++++ Избранный отрывок ++++
Иногда высказывается мнение, что настоящее признание ГДР состоялось лишь осенью 1987 года, когда Хонеккер нанес визит в Бонн. Если эта теория верна, то внутриполитическая борьба, начавшаяся за семнадцать с половиной лет до моей поездки в Эрфурт, являлась битвой призраков. Причем и осенью 1987 года не стеснялись придумывать протокольные каверзы. Меня и позабавило, и поразило, когда я увидел, как встречали председателя Госсовета перед ведомством канцлера, слегка сократив военную церемонию: рота почетного караула выстроилась в несколько уменьшенном составе, рапорт отдавал не командир роты, а его заместитель, исполнялись не государственные гимны, а просто гимны, что, впрочем, не отразилось на их мелодии.
Режиссеров этого спектакля в какой-то мере оправдывало то, что наследие времени, когда протокол заменял политику, отбрасывало очень длинную тень. Федеративная Республика настолько запуталась в ритуалах непризнания другого немецкого государства, что она не смогла бы враз избавиться от этих пут. Работая еще в Берлине, я понял, что разъяснять иностранцам нашу философию непризнания очень трудно, а порой и безнадежно. Гарольд Вильсон, став премьер-министром, в шутку сравнил сложившуюся ситуацию с посещением зоопарка: если я узнал слона, это еще не значит, что я его признаю. При этом ему очень помогло двойное значение английского слова «recognize»[8]8
To recognize – узнавать, признавать (англ.).
[Закрыть].
Во время парламентских дебатов по «восточным договорам» я не в последнюю очередь подчеркнул, что признание сложившегося положения, связанное с желанием улучшить его, решительно отличается от сопровождаемого клятвенными заверениями бездействия. Еще до этого, на дортмундском съезде СДПГ ранней весной 1966 года, я призвал к двойной правдивости: по отношению к своему народу и по отношению к иностранным партнерам: «Нехорошо, когда кто-то обещает больше, чем может дать». В Москве, как и потом в Варшаве и в других местах, мы разъясняли и не оставляли сомнения в том, что у нас серьезные отношения и к отказу от применения силы, и к нашему участию в установлении мирного порядка в Европе, но что мы не собираемся ни признавать в другой части Германии такую же заграницу, как в любой другой стране, ни приписывать несвойственные ей признаки демократии. С нашей точки зрения, тем более не могло быть и речи о том, чтобы проставить на всех случайностях и нелепицах послевоенных лет и «холодной войны» штамп «окончательно». Правда, я охотно признаю, что мне доставляло жуткое удовольствие видеть, как марксисты или те, кто хотел, чтобы их таковыми считали, наперегонки с другими консерваторами утверждали, что существующие условия и обстоятельства никогда не изменятся.
++++ Данные упражнения ++++
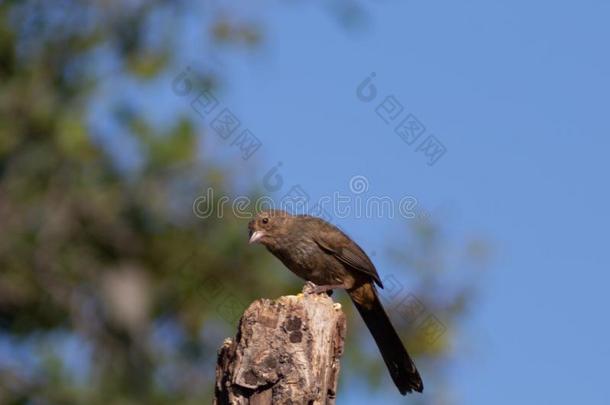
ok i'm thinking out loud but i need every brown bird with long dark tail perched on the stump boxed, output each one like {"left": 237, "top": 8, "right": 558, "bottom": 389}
++++
### Задание
Продолжите отрывок о признании ГДР, начав сразу после его последнего предложения.

### Ответ
Московский договор не предвосхитил мирный договор и не подорвал права четырех (!) держав. То, что это пришлось выяснять министерству иностранных дел, – ерунда. Мы также не нуждались в указаниях на то, что неприкосновенность границ не обязательно должна быть идентичной их окончательному характеру. Если говорить конкретно, то дальше всех пошел проницательный Эгон Бар, когда он в ответ на требование международно-правового признания ГДР заявил о нашей готовности заключить соглашение, «которое будет иметь такую же обычную между государствами обязательную силу, как и другие соглашения, заключенные ФРГ и ГДР с третьими странами».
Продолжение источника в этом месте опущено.